» **Instructions to follow**:
Reproduce the passage of the forum thread on Cheshire East bus services starting at "In fact, the" and ending at "from the tenders.", word for word.

» **Extracted text**:
■ ■ ■ ■ ■
In fact, the decline in Cheshire East since 2017 has been nearly as much as the decline over the previous 8 years.
CEC could easily sort out the mess they created. It's a lack of willingness to do so combined with the major commercial operator slowly winding down and not caring about service quality and the other major operator not really wanting commercial work and instead milking revenue from the tenders.

Until there is more competition for tenders and a company who wants to run low profit commercial routes. If GHA was still going, I don't think half the cuts would have happened. They thrived off low profit commercial and tenders and that kept council costs lower.
(06/05/2020 15:37)iMarkeh Wrote: [ -> ]Until there is more competition for tenders and a company who wants to run low profit commercial routes. If GHA was still going, I don't think half the cuts would have happened. They thrived off low profit commercial and tenders and that kept council costs lower.

I don't think the merging of routes has helped either. When GHA last won the 88 tender there were 7 bids for the contract and I think GHA knew it would be competitive, hence why their bid was for it to be a 'Gold' route. Not sure who the other bidders were but Altrincham-Wilmslow-Knutsford could have been of interest to some of the Greater Manchester operators, particularly those who were already operating in the Altrincham area at the time. However, is that still the case if they have to run out as far as Macclesfield & Northwich?
■ ■ ■ ■ ■
» **Provided material**:
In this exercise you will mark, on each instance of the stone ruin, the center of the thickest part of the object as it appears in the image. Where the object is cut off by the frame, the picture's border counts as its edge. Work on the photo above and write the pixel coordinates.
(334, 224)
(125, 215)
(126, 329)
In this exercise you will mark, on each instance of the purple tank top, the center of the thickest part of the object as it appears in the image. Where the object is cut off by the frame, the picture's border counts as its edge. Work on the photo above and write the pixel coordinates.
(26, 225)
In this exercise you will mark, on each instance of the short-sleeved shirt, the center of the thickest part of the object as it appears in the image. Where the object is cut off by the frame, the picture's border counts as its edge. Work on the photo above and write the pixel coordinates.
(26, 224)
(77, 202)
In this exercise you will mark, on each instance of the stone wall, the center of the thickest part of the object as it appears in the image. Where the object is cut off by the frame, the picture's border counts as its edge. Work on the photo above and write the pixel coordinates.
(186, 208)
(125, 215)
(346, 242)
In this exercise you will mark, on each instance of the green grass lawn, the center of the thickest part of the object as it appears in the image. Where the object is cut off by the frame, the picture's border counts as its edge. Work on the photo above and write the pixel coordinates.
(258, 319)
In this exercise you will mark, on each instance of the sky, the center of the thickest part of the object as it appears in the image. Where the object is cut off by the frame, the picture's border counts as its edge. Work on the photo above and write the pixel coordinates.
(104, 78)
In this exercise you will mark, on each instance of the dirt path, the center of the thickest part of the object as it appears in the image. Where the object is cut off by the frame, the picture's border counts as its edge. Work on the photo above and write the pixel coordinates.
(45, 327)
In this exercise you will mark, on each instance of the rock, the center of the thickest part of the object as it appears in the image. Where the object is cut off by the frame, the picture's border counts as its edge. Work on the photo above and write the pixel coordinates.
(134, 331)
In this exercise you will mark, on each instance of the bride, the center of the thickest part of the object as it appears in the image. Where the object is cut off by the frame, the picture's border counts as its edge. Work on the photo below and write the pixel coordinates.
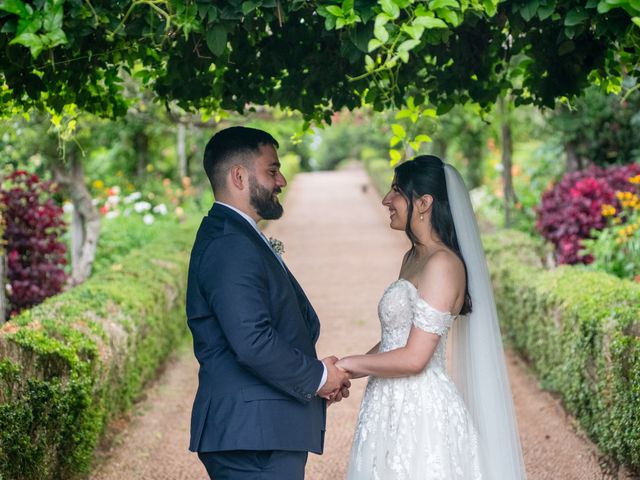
(415, 421)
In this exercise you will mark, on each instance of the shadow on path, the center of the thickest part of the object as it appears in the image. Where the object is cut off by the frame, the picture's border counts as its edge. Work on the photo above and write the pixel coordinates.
(338, 244)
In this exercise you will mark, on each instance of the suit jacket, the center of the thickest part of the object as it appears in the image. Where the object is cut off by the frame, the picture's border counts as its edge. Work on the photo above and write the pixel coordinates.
(254, 334)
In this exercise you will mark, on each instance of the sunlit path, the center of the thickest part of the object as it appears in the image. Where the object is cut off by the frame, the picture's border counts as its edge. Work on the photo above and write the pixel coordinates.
(338, 244)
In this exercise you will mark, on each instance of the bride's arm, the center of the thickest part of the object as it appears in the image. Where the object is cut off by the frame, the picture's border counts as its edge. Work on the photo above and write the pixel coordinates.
(374, 349)
(443, 280)
(401, 362)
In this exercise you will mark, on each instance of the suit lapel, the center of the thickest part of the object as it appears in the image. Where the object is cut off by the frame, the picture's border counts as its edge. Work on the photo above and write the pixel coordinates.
(240, 223)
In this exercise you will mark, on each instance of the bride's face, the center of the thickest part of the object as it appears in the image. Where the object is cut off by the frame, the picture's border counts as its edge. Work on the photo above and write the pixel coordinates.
(398, 207)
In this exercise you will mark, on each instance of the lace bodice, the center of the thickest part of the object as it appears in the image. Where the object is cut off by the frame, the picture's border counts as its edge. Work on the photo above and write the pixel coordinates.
(400, 308)
(414, 427)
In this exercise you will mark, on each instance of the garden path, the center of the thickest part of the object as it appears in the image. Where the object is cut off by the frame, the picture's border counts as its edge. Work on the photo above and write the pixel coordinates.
(340, 248)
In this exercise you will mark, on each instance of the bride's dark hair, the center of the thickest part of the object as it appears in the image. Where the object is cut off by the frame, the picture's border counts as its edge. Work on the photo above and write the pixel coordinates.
(424, 175)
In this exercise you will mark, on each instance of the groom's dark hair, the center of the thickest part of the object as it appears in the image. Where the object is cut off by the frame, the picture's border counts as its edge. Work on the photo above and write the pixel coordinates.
(232, 146)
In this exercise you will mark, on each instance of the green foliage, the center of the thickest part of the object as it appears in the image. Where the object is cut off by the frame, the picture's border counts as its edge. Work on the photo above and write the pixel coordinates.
(579, 331)
(75, 361)
(380, 173)
(230, 54)
(346, 137)
(601, 128)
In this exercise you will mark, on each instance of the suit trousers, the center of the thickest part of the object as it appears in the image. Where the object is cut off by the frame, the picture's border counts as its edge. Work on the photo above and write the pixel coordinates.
(254, 464)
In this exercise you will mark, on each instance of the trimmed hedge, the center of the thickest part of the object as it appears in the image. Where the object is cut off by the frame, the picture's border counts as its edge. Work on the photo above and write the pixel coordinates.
(70, 364)
(580, 331)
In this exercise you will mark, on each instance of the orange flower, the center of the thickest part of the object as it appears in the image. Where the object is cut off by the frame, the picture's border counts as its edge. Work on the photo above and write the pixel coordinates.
(608, 210)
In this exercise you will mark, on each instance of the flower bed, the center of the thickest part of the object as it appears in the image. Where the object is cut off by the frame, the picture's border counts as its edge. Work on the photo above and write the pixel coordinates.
(73, 362)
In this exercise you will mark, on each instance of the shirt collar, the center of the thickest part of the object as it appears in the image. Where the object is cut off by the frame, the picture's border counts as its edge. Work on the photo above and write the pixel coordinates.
(251, 221)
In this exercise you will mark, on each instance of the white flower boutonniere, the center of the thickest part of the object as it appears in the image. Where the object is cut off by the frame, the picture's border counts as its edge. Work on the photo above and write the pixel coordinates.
(277, 245)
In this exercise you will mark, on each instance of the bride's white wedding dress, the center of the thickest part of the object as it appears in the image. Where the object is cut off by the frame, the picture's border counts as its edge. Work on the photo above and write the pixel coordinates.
(416, 427)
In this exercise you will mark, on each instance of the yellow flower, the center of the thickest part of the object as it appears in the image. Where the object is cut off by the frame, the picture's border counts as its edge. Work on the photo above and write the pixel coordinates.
(608, 210)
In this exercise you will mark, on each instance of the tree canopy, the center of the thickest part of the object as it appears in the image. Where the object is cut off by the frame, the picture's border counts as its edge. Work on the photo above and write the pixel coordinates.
(312, 56)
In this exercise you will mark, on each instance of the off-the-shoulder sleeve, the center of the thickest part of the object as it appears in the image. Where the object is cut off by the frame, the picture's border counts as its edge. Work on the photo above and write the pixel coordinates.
(427, 318)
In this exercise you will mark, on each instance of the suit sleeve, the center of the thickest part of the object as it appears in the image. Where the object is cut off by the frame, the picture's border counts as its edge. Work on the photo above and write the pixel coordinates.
(233, 279)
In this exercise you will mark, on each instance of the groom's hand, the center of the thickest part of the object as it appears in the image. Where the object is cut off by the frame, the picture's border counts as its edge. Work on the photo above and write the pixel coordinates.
(337, 380)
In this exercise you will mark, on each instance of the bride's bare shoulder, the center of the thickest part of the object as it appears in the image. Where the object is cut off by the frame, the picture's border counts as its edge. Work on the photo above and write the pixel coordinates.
(442, 280)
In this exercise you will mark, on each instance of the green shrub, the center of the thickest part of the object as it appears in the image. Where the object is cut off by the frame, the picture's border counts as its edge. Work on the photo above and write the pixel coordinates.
(380, 172)
(580, 332)
(70, 364)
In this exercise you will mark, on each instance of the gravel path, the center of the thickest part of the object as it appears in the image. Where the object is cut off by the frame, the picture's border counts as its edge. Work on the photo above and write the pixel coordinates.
(340, 248)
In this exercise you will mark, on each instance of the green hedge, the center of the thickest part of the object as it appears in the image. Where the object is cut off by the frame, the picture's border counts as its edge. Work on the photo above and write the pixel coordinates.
(70, 364)
(580, 331)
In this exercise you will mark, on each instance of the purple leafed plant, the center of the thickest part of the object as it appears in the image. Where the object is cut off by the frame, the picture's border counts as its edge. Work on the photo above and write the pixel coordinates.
(571, 208)
(35, 254)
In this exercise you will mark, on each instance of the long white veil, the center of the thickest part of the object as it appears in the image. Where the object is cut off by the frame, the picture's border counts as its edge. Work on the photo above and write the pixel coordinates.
(478, 367)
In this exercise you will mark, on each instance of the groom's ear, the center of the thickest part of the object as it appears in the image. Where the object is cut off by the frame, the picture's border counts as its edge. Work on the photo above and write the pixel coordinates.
(239, 177)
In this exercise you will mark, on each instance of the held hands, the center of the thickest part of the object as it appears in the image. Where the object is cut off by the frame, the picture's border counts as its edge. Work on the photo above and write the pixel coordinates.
■ ■ ■ ■ ■
» **Result for this exercise**:
In fact, the decline in Cheshire East since 2017 has been nearly as much as the decline over the previous 8 years.
CEC could easily sort out the mess they created. It's a lack of willingness to do so combined with the major commercial operator slowly winding down and not caring about service quality and the other major operator not really wanting commercial work and instead milking revenue from the tenders.